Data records
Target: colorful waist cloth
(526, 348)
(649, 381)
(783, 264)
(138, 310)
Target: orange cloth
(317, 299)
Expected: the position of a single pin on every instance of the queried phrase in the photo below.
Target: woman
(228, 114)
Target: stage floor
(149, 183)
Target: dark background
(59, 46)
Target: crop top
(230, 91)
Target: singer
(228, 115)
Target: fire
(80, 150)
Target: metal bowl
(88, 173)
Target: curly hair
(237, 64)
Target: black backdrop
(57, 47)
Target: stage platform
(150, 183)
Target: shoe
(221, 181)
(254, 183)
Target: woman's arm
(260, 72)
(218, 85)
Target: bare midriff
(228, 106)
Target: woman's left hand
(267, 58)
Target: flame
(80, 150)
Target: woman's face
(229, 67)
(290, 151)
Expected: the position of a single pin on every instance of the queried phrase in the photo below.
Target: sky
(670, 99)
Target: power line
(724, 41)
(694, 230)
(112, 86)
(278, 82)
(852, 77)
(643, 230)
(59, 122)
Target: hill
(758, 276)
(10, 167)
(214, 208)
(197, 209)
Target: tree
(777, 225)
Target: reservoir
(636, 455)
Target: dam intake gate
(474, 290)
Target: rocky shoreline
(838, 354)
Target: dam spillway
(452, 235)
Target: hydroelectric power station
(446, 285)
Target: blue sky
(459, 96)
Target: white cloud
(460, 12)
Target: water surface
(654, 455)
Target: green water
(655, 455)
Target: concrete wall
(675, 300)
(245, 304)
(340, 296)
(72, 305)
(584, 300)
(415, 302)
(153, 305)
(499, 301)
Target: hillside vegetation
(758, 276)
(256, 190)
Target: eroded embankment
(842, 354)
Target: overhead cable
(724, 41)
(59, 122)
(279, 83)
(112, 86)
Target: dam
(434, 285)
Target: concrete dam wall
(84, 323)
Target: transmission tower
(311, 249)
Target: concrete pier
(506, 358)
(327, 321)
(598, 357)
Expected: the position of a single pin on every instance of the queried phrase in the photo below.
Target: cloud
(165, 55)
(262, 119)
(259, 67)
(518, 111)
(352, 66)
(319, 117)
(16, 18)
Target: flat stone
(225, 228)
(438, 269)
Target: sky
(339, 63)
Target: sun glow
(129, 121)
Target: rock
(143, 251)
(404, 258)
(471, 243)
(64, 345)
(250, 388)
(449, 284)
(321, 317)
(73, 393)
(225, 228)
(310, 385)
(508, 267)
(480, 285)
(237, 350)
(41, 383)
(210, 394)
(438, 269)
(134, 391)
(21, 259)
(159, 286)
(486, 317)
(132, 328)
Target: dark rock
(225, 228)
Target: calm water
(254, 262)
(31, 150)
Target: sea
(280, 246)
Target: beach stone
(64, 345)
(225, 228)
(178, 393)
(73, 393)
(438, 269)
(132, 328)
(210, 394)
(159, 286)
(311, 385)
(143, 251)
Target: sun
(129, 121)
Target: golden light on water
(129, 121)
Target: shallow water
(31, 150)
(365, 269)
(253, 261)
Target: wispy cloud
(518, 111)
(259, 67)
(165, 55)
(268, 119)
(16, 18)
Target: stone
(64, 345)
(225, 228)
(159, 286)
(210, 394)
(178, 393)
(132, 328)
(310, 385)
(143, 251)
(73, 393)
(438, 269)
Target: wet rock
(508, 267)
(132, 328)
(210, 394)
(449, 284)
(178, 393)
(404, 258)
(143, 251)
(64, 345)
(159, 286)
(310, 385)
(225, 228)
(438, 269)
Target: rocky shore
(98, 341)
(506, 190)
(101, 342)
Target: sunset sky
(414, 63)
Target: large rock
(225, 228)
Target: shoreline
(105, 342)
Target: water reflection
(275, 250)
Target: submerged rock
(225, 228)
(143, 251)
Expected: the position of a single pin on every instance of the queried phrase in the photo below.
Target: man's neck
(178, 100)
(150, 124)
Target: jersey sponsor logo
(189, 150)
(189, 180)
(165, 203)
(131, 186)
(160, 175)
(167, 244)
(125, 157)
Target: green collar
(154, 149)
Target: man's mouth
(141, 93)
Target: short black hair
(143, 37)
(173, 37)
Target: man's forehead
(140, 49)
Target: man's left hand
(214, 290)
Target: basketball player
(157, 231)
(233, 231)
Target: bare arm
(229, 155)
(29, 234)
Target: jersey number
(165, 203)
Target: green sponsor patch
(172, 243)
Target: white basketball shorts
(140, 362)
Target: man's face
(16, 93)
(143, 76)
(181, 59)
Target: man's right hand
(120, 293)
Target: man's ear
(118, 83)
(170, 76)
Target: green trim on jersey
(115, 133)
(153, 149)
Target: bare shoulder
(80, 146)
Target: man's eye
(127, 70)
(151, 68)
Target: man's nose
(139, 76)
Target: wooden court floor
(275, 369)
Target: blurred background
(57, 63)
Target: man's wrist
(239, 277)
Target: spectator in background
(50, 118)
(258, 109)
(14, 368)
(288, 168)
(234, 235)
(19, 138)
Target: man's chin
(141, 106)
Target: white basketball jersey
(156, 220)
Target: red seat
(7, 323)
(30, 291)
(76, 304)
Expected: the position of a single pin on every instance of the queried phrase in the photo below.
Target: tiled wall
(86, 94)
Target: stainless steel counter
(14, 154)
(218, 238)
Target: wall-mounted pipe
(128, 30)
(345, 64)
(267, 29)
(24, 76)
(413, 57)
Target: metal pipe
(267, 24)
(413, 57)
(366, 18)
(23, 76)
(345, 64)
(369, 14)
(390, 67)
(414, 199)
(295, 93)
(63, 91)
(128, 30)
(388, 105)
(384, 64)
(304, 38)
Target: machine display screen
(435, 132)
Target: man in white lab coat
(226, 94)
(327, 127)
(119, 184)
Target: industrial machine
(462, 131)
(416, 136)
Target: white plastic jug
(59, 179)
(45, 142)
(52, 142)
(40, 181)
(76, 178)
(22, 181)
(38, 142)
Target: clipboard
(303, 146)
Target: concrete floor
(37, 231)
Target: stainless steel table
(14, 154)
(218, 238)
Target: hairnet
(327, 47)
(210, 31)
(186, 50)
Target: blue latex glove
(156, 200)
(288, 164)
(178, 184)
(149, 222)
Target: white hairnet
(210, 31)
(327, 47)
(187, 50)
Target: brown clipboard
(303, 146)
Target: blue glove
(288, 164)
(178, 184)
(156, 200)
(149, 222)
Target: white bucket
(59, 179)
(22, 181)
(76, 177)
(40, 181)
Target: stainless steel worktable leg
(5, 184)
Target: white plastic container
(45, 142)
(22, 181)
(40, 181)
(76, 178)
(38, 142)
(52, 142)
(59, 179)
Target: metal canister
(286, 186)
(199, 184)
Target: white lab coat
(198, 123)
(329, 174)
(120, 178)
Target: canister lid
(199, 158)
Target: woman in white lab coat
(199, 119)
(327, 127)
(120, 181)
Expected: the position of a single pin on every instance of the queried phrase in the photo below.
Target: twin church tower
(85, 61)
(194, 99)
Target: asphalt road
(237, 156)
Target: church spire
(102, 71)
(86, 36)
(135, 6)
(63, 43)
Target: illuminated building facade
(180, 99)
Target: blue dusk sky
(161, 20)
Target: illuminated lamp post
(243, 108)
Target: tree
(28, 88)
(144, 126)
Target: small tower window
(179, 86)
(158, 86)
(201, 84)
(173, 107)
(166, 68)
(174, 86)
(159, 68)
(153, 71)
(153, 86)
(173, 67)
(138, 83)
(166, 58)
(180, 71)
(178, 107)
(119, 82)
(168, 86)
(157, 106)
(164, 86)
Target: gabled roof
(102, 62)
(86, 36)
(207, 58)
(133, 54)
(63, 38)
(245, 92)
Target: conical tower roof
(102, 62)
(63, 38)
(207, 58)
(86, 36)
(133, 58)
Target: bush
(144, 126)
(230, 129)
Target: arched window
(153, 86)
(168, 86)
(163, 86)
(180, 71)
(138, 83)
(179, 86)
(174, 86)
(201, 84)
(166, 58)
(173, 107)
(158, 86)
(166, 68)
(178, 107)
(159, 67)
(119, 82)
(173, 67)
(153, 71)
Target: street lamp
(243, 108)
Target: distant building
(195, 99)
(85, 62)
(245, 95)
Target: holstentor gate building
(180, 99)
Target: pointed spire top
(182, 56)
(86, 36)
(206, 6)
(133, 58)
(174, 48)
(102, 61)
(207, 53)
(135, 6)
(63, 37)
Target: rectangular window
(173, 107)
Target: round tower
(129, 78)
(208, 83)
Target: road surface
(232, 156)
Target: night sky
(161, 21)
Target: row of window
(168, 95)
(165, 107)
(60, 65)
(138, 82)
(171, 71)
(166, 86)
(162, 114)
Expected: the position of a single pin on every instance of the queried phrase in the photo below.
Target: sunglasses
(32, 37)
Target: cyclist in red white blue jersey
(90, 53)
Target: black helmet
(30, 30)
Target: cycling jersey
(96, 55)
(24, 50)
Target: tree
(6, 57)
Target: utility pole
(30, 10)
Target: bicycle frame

(TASK TO CARRY OUT): With the line containing "Target: holstentor gate building" as the first and the last line of the data as the final one, copy every line between them exactly, those two included.

(TASK ANSWER):
Target: holstentor gate building
(180, 99)
Target: pointed spire top
(182, 56)
(86, 36)
(206, 6)
(133, 58)
(174, 48)
(102, 61)
(207, 53)
(135, 6)
(63, 37)
Target: rectangular window
(173, 107)
Target: round tower
(129, 78)
(208, 83)
Target: road surface
(232, 156)
Target: night sky
(161, 21)
Target: row of window
(168, 95)
(165, 107)
(60, 65)
(138, 82)
(171, 71)
(166, 86)
(162, 114)
Expected: the position of a single pin on every instance of the queried phrase in the photo below.
Target: sunglasses
(32, 37)
Target: cyclist in red white blue jersey
(90, 53)
Target: black helmet
(30, 30)
Target: cycling jersey
(96, 55)
(24, 50)
Target: tree
(6, 57)
Target: utility pole
(30, 10)
Target: bicycle frame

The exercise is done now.